Treatment for thoraco-lumbar osteoporotic vertebral body fractures
Message From the Editor-in-Chief

Treatment for thoraco-lumbar osteoporotic vertebral body fractures

Charles B. Simone II

New York Proton Center, New York, NY, USA

Correspondence to: Charles B. Simone II, MD. New York Proton Center, 225 East 126th Street, New York, NY 10035, USA. Email:

Submitted May 01, 2023. Accepted for publication May 18, 2023. Published online May 22, 2023.

doi: 10.21037/apm-23-425

To further distinguish Annals of Palliative Medicine as a premier journal in the fields of palliative medicine and palliative care, and to ensure the publication of impactful content, Annals of Palliative Medicine moved from monthly to bimonthly publications beginning with Volume 12 in 2023. The March 2023 issues of Annals of Palliative Medicine featured 9 Original Articles, 6 Editorials, 3 Review Articles, and 3 Editorial Commentary Articles. This Message From the Editor-in-Chief focuses on one of those Original Articles and one of those Editorials, each pertaining to the management of thoraco-lumbar osteoporotic vertebral body fractures.

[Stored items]
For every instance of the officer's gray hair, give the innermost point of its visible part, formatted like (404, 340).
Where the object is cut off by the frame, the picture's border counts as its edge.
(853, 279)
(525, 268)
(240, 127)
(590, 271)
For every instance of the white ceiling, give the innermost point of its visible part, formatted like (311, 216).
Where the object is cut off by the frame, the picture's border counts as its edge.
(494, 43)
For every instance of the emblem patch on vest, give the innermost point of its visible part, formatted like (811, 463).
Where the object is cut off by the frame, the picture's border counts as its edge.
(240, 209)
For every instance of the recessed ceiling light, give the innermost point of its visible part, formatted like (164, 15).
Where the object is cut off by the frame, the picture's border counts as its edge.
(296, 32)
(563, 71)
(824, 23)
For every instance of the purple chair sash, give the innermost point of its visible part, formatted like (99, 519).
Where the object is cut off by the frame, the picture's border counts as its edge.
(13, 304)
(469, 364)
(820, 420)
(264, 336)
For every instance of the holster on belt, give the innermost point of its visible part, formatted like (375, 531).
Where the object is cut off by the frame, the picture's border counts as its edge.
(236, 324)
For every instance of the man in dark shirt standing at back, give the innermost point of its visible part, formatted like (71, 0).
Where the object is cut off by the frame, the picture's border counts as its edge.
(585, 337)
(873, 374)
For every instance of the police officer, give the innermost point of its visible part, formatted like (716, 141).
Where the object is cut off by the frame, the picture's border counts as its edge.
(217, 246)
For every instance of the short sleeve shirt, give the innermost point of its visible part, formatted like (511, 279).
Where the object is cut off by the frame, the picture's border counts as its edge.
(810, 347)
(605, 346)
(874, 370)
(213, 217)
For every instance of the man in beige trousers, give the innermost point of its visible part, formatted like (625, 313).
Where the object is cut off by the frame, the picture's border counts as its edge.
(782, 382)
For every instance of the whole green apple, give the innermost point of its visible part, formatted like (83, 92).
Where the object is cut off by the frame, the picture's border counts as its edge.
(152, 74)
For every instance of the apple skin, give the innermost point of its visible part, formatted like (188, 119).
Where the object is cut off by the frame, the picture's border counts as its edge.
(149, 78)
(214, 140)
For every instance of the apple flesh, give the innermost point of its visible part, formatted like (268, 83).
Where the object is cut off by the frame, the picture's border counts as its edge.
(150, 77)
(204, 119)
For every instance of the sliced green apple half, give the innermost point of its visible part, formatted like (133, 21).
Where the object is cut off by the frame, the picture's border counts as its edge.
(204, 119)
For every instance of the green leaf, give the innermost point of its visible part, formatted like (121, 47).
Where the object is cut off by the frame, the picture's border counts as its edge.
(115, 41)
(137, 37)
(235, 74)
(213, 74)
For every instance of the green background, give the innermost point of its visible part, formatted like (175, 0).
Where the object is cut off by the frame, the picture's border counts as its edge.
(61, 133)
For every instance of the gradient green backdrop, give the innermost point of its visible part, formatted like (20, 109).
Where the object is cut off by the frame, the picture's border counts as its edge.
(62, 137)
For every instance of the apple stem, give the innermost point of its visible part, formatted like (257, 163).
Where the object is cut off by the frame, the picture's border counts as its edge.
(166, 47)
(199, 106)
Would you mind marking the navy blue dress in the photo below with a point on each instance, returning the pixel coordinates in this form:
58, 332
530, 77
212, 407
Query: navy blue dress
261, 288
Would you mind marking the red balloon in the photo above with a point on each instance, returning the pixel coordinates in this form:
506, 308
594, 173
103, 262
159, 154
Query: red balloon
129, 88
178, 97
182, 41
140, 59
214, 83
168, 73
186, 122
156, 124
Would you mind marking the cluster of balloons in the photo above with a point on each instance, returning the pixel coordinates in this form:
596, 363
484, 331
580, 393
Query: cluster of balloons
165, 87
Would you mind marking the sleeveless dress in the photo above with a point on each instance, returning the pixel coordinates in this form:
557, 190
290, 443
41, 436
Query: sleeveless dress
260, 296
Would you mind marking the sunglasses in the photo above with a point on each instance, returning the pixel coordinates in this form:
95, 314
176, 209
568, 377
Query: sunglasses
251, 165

Things to do:
A – According to the editorial on osteoporotic vertebral fractures, when did Annals of Palliative Medicine switch from monthly to bimonthly publication?
B – Quote the editorial on osteoporotic vertebral fractures from "New York Proton Center, New" to "May 22, 2023.".

Problem solutions:
A – Beginning with Volume 12 in 2023.

B –
New York Proton Center, New York, NY, USA

Correspondence to: Charles B. Simone II, MD. New York Proton Center, 225 East 126th Street, New York, NY 10035, USA. Email:

Submitted May 01, 2023. Accepted for publication May 18, 2023. Published online May 22, 2023.